Reputation: 694
I am trying to write optimal code (good runtime efficiency) for removing duplicate words in a sentence.
For example the input string Jack Juliet Juliet Jill Jack Romeo Jack Jill
to the function should return Jack Juliet Jill Romeo
The following is my code :
std::string removeDuplicateWords(const std::string& str)
{
std::stringstream ss (str);
std::unordered_set<std::string> string_history;
std::string current_string, output_string;
ss >> current_string;
string_history.insert(current_string);
output_string += current_string;
while(ss >> current_string) {
if(string_history.find(current_string) == string_history.end()) {
output_string += " " + current_string;
string_history.insert(current_string);
}
}
return output_string;
}
Upvotes: 0
Views: 91
Reputation: 1272
Improvements:
current_string is moved, because we no longer need it.
std::string removeDuplicateWordsImproved( const std::string& str )
{
std::stringstream ss (str);
std::unordered_set<std::string> string_history;
std::string current_string, output_string;
while( ss >> current_string )
string_history.insert( std::move( current_string ) );
for ( auto& word : string_history )
output_string.append( std::move( word ) ).push_back( ' ' );
output_string.erase( output_string.size() - 1 );
return output_string;
}
Upvotes: 0
Reputation: 11317
For this example, gaining performance doesn't make much sense, if you only have about 10 words to process, use the easier code. However, there are some things you can do to improve performance.
First of all, you don't want to check check if an element is in the set. insert
returns you a pair of iterator-bool, where the first is the iterator to the element with the key (either existing or new) and the second is a Boolean that indicates if an insert happened.
if (string_history.insert(current_string).second)
output_string += " " + current_string;
This both simplifies code and improves performance. As already indicated in comments, usingstd::move
makes sense, however, if you use it with insert, you need the iterator to get a hold of the moved to object.
For this case, it won't help, as you are in the SSO cases.
A second thing that requires more code, is to remove std::stringstream
. Streams give some overhead. Instead, you can better accept a std::string_view
and use substring logic to cut it into pieces. This prevents the creation of new string objects and removes overhead from streams. You do need C++17 (or a library providing this).
Finally, you can reserve output_string
at the beginning, you know the maximum size (aka size of str). This can prevent reallocations if you end up out of the SSO range.
Upvotes: 1

■ ■ ■ ■ ■ ■ ■

To-do list =
**1.** According to the duplicate-words thread, why does it help to reserve output_string at the beginning of the function?
**2.** Repeat the stretch of the duplicate-words thread from "First of all, you" through "an insert happened.", keeping every word as it appears.

Region annotation entries =

■ ■ ■ ■ ■ ■ ■

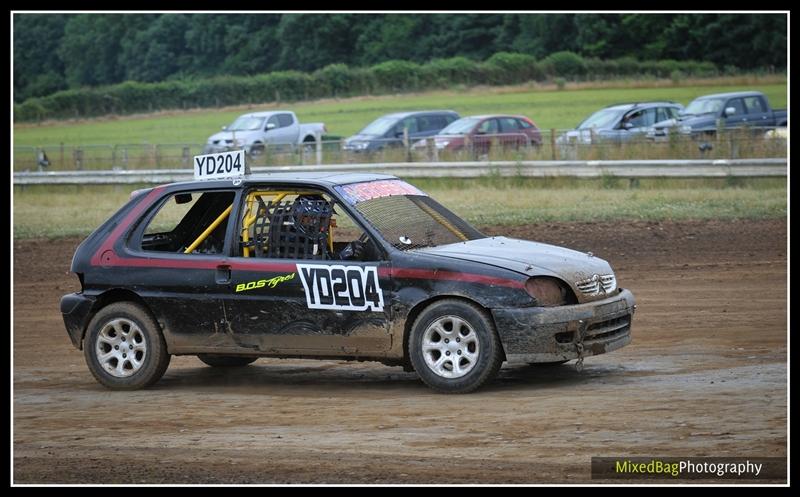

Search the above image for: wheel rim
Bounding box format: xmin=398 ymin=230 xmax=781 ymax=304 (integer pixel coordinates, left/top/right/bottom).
xmin=95 ymin=318 xmax=147 ymax=378
xmin=422 ymin=316 xmax=480 ymax=378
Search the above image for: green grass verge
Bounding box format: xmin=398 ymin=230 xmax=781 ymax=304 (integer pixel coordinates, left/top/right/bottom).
xmin=14 ymin=177 xmax=787 ymax=238
xmin=14 ymin=77 xmax=787 ymax=147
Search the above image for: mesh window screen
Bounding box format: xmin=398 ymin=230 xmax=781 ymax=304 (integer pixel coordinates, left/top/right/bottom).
xmin=253 ymin=199 xmax=333 ymax=260
xmin=356 ymin=195 xmax=486 ymax=250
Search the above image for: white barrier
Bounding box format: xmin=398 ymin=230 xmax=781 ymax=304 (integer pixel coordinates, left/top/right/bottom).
xmin=14 ymin=159 xmax=788 ymax=185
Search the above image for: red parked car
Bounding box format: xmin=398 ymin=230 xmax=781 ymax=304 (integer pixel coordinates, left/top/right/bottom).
xmin=413 ymin=115 xmax=542 ymax=154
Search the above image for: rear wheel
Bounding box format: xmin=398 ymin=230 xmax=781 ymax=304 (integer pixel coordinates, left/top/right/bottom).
xmin=83 ymin=302 xmax=170 ymax=390
xmin=197 ymin=354 xmax=258 ymax=368
xmin=408 ymin=299 xmax=503 ymax=393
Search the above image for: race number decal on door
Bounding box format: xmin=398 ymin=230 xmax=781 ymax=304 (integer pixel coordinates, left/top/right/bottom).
xmin=297 ymin=264 xmax=383 ymax=312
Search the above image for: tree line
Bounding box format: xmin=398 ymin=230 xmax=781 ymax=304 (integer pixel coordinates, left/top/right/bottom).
xmin=13 ymin=13 xmax=787 ymax=102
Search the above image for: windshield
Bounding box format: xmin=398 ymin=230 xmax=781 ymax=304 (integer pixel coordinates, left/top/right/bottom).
xmin=578 ymin=109 xmax=623 ymax=129
xmin=336 ymin=180 xmax=486 ymax=251
xmin=681 ymin=98 xmax=725 ymax=114
xmin=226 ymin=116 xmax=264 ymax=131
xmin=439 ymin=117 xmax=480 ymax=135
xmin=358 ymin=117 xmax=397 ymax=136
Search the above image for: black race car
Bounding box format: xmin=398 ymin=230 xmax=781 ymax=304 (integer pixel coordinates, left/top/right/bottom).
xmin=61 ymin=173 xmax=635 ymax=393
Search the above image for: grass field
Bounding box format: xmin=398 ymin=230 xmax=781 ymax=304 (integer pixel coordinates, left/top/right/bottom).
xmin=13 ymin=76 xmax=787 ymax=147
xmin=14 ymin=177 xmax=787 ymax=238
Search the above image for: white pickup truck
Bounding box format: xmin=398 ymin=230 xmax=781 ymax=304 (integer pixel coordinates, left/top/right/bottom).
xmin=203 ymin=110 xmax=327 ymax=155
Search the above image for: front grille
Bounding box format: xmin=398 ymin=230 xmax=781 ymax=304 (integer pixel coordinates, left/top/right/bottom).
xmin=575 ymin=274 xmax=617 ymax=295
xmin=555 ymin=314 xmax=631 ymax=343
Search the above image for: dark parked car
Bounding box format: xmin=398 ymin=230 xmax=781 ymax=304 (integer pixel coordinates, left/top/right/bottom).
xmin=649 ymin=91 xmax=789 ymax=138
xmin=61 ymin=173 xmax=635 ymax=392
xmin=556 ymin=102 xmax=683 ymax=145
xmin=414 ymin=115 xmax=542 ymax=154
xmin=343 ymin=110 xmax=459 ymax=152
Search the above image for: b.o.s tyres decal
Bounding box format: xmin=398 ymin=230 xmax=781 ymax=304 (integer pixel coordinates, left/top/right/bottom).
xmin=236 ymin=273 xmax=295 ymax=292
xmin=297 ymin=264 xmax=383 ymax=312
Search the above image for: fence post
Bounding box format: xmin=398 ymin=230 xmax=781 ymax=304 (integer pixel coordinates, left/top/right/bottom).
xmin=403 ymin=128 xmax=411 ymax=162
xmin=75 ymin=148 xmax=83 ymax=171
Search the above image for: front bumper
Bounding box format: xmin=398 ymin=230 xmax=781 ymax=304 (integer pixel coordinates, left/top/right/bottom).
xmin=492 ymin=288 xmax=635 ymax=362
xmin=61 ymin=293 xmax=94 ymax=349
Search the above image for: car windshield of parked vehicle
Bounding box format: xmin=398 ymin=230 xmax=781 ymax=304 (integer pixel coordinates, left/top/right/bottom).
xmin=227 ymin=116 xmax=264 ymax=131
xmin=439 ymin=117 xmax=480 ymax=135
xmin=358 ymin=117 xmax=397 ymax=136
xmin=681 ymin=98 xmax=725 ymax=115
xmin=578 ymin=109 xmax=623 ymax=129
xmin=336 ymin=180 xmax=486 ymax=251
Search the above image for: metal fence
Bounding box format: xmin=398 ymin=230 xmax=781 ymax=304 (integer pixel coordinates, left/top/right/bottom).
xmin=14 ymin=159 xmax=788 ymax=185
xmin=13 ymin=129 xmax=787 ymax=172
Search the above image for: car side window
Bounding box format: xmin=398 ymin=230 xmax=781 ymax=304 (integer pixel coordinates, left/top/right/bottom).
xmin=137 ymin=191 xmax=235 ymax=255
xmin=744 ymin=97 xmax=766 ymax=114
xmin=500 ymin=117 xmax=519 ymax=133
xmin=395 ymin=117 xmax=419 ymax=134
xmin=623 ymin=108 xmax=656 ymax=128
xmin=278 ymin=114 xmax=294 ymax=128
xmin=419 ymin=116 xmax=444 ymax=131
xmin=236 ymin=189 xmax=381 ymax=261
xmin=478 ymin=119 xmax=499 ymax=135
xmin=725 ymin=98 xmax=745 ymax=116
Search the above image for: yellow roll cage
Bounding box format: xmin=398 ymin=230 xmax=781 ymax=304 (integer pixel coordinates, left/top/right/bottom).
xmin=183 ymin=190 xmax=335 ymax=257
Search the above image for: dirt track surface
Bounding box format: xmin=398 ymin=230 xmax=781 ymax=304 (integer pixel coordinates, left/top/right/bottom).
xmin=13 ymin=220 xmax=787 ymax=483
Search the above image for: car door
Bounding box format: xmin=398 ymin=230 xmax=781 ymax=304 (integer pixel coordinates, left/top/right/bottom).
xmin=498 ymin=117 xmax=528 ymax=148
xmin=744 ymin=95 xmax=775 ymax=126
xmin=723 ymin=98 xmax=748 ymax=128
xmin=471 ymin=118 xmax=500 ymax=154
xmin=125 ymin=189 xmax=236 ymax=347
xmin=225 ymin=185 xmax=392 ymax=355
xmin=266 ymin=112 xmax=299 ymax=145
xmin=617 ymin=107 xmax=656 ymax=141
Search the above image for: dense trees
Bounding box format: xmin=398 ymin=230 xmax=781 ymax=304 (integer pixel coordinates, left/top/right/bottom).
xmin=14 ymin=14 xmax=787 ymax=102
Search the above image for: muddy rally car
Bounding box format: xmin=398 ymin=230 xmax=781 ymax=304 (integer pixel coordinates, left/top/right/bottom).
xmin=61 ymin=169 xmax=634 ymax=393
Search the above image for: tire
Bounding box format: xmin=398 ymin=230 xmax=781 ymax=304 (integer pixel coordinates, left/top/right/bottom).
xmin=83 ymin=302 xmax=170 ymax=390
xmin=408 ymin=299 xmax=503 ymax=393
xmin=303 ymin=137 xmax=317 ymax=154
xmin=247 ymin=143 xmax=265 ymax=158
xmin=197 ymin=354 xmax=258 ymax=368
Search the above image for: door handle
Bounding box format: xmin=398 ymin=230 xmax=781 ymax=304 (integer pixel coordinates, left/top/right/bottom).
xmin=215 ymin=264 xmax=231 ymax=285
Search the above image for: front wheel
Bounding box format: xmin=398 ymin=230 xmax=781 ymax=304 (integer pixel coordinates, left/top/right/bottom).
xmin=408 ymin=299 xmax=503 ymax=393
xmin=83 ymin=302 xmax=170 ymax=390
xmin=197 ymin=354 xmax=258 ymax=368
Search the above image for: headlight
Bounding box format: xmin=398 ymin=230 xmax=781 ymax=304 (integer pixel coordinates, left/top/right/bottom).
xmin=525 ymin=276 xmax=576 ymax=307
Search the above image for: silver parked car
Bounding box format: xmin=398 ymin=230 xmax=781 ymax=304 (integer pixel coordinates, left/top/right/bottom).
xmin=203 ymin=110 xmax=327 ymax=155
xmin=556 ymin=101 xmax=683 ymax=146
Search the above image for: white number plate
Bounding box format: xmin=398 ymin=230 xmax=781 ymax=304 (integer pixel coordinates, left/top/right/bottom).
xmin=193 ymin=150 xmax=245 ymax=179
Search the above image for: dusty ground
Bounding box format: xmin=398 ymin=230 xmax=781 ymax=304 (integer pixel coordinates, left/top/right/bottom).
xmin=13 ymin=220 xmax=787 ymax=483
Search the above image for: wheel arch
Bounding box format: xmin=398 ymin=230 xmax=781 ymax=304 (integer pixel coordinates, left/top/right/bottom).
xmin=79 ymin=288 xmax=157 ymax=350
xmin=403 ymin=294 xmax=506 ymax=367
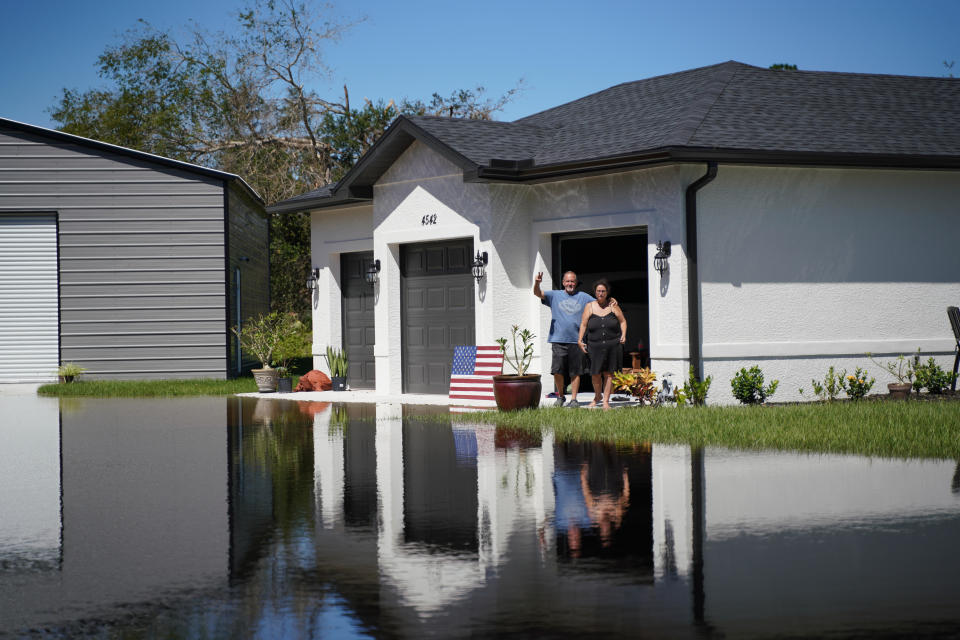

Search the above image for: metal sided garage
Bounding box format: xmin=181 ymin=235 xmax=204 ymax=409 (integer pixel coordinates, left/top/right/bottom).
xmin=0 ymin=118 xmax=270 ymax=382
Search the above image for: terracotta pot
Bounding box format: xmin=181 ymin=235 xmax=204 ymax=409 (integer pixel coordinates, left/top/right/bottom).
xmin=887 ymin=382 xmax=913 ymax=400
xmin=493 ymin=374 xmax=541 ymax=411
xmin=252 ymin=369 xmax=277 ymax=393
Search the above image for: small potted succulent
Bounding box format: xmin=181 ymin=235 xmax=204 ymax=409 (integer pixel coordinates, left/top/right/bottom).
xmin=493 ymin=325 xmax=542 ymax=411
xmin=867 ymin=349 xmax=920 ymax=400
xmin=324 ymin=347 xmax=349 ymax=391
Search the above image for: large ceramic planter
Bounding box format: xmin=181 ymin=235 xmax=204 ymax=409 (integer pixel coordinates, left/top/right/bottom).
xmin=253 ymin=369 xmax=277 ymax=393
xmin=887 ymin=382 xmax=913 ymax=400
xmin=493 ymin=374 xmax=541 ymax=411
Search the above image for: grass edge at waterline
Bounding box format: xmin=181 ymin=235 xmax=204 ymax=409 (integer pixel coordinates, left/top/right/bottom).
xmin=37 ymin=376 xmax=257 ymax=398
xmin=455 ymin=400 xmax=960 ymax=460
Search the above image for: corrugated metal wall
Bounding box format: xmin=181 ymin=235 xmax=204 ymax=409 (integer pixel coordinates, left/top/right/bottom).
xmin=0 ymin=128 xmax=234 ymax=379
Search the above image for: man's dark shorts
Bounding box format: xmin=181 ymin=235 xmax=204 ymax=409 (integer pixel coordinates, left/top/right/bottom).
xmin=550 ymin=342 xmax=587 ymax=380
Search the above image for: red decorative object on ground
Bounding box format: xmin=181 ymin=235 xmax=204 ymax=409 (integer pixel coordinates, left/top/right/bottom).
xmin=294 ymin=369 xmax=333 ymax=391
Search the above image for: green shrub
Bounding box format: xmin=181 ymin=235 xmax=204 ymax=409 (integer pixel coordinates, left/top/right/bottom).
xmin=678 ymin=365 xmax=713 ymax=406
xmin=730 ymin=365 xmax=780 ymax=404
xmin=810 ymin=367 xmax=844 ymax=402
xmin=913 ymin=357 xmax=955 ymax=393
xmin=830 ymin=367 xmax=876 ymax=400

■ ■ ■ ■ ■ ■ ■

Answers to the tasks =
**1.** The maximum size of output_string is already known, since it is the size of str. Reserving that space at the start can prevent reallocations if the output ends up outside the SSO range.

**2.**
First of all, you don't want to check check if an element is in the set. insert
returns you a pair of iterator-bool, where the first is the iterator to the element with the key (either existing or new) and the second is a Boolean that indicates if an insert happened.